*SCHRIFTLICHE AUFGABE A*. Suche in der Liste alle Zeilen, in denen das Wort „roadside“ vorkommt, und gib jede davon unverändert wieder.

───── VORGEGEBENER TEXT

Am 20.09.2013 hat der deutsche Gesetzgeber die neuesten Änderungen zum Verbraucherschutz beschlossen, welche mit Wirkung zum 13.06.2014 in Kraft treten. Diese Änderungen beruhen auf der EU-Richtlinie 2011/83/EU – „Verbraucherrechte-Richtlinie“ – welche in nationales Recht umgesetzt werden musste.

Mit den zum Stichtag 13.06.2014 in Kraft tretenden Änderungen müssen insbesondere Online-Händler sorgsam umgehen und ggfls. ihre Widerrufsbelehrungen, AGB und Informationstexte an die neue Rechtslage anpassen. Dabei sind die Änderungen zum Teil marginal, zum Teil jedoch auch mit Schwierigkeiten für Unternehmer verbunden.

──────────
───── ÜBUNGSDATEN

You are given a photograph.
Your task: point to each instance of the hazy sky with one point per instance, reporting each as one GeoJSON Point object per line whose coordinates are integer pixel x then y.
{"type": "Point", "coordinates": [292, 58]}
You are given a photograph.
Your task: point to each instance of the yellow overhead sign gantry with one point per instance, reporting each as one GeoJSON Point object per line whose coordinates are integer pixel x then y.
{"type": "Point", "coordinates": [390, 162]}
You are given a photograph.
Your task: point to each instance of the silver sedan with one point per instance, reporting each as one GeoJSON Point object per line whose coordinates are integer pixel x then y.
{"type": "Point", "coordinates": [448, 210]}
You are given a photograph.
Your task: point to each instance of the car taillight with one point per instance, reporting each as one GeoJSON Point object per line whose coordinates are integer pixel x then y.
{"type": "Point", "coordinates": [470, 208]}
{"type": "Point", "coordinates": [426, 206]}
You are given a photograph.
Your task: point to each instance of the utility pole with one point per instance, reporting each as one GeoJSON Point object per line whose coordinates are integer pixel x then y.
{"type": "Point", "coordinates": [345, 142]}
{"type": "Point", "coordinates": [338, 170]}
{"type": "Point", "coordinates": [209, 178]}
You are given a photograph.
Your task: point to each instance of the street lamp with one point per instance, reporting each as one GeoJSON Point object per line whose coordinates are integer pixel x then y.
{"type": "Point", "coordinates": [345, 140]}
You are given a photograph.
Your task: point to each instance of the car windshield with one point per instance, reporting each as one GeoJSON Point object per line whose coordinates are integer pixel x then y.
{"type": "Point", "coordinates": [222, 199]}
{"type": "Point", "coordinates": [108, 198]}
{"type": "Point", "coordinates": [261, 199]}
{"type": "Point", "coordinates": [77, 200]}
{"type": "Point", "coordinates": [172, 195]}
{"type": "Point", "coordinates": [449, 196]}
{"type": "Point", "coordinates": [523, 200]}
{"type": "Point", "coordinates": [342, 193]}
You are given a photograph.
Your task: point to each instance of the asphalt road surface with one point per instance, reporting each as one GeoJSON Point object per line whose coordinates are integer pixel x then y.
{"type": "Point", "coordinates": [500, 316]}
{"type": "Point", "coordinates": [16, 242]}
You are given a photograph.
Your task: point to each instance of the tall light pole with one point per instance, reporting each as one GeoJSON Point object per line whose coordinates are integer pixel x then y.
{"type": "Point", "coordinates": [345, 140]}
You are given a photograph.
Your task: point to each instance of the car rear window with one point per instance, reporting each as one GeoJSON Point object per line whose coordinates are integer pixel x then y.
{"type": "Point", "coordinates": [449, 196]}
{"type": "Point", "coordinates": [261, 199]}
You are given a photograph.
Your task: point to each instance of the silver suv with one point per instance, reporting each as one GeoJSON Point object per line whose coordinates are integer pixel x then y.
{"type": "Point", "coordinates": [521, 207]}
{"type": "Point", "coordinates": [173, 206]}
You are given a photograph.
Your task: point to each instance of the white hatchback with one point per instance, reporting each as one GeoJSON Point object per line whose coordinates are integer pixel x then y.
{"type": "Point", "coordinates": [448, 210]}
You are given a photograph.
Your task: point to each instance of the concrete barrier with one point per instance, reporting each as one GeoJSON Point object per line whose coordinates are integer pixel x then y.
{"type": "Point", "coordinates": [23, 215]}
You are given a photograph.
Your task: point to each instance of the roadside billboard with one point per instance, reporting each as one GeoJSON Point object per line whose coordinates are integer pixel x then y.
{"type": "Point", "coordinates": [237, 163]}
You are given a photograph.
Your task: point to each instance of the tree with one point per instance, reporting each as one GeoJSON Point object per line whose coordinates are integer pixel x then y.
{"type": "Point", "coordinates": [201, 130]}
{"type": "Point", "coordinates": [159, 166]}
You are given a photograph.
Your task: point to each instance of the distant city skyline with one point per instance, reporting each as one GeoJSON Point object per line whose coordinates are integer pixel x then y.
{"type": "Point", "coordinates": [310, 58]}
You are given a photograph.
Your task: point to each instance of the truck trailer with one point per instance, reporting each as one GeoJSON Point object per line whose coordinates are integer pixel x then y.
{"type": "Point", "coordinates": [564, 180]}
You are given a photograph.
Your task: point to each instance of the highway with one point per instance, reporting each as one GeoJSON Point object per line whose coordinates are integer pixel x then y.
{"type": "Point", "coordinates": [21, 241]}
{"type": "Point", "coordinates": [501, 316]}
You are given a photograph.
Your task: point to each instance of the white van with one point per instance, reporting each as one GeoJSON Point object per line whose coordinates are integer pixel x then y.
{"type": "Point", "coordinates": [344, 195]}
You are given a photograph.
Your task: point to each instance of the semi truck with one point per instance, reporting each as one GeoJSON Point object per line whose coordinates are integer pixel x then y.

──────────

*SCHRIFTLICHE AUFGABE B*. Führe den Text über die Änderungen im Verbraucherschutz im Anschluss an seinen letzten Satz weiter.

*SCHRIFTLICHE ANTWORT A*.
Your task: point to each instance of the roadside billboard with one point per instance, reporting each as one GeoJSON Point object per line whose coordinates are integer pixel x then y.

*SCHRIFTLICHE ANTWORT B*.
Im Folgenden wollen wir Ihnen die wichtigsten Änderungen für Online-Händler darstellen:

1. Der Verbraucherbegriff

Aufgrund der zum Teil strittigen Auslegung der Definition in § 12 BGB zu dem Umstand, wann jemand Verbraucher ist und welche Handlungen dem gewerblichen Bereich einer Person zuzurechnen sind, wurde die Definition angepasst. Als Verbraucher handelt nunmehr jede natürliche Person, die ein Rechtsgeschäft abschließt, welches nicht überwiegend zu Zwecken ihrer gewerblichen oder selbstständigen beruflichen Tätigkeit dient.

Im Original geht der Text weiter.